__Exercise requirements__
Below are some records. How many of their lines contain the string "butterfly"? Answer with the number alone.

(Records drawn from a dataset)
────────────────────────────────────────

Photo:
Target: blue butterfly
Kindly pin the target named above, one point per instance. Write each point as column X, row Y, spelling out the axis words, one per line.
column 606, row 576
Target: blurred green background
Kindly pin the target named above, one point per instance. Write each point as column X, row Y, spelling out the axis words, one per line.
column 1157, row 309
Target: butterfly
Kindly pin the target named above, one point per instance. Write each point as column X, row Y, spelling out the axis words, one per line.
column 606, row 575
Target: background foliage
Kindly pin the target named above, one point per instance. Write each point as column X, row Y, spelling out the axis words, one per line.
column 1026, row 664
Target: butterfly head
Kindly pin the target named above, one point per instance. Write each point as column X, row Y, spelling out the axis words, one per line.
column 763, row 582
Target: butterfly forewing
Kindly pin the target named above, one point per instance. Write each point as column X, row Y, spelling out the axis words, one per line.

────────────────────────────────────────

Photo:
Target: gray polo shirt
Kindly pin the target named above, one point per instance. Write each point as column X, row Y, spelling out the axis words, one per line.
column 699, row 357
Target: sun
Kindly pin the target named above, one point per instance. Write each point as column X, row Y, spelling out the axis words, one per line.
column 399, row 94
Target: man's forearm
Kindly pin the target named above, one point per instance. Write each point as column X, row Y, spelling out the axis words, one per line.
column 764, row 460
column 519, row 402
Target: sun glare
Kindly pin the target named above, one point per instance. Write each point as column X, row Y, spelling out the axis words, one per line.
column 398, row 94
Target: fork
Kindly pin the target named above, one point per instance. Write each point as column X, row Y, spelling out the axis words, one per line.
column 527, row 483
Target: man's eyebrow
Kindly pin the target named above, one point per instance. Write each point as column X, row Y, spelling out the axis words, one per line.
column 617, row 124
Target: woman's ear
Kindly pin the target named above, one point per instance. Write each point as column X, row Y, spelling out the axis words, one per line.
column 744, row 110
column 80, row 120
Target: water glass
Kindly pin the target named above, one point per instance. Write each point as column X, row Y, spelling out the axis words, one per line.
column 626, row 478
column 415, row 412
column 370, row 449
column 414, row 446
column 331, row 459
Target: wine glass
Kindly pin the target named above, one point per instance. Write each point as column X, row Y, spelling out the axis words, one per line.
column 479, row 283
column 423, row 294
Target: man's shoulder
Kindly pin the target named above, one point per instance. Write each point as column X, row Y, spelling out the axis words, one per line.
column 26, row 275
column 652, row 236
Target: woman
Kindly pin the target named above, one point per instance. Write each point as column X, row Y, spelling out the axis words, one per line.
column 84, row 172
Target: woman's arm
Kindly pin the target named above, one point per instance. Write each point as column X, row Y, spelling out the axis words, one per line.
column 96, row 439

────────────────────────────────────────

__Task solution__
4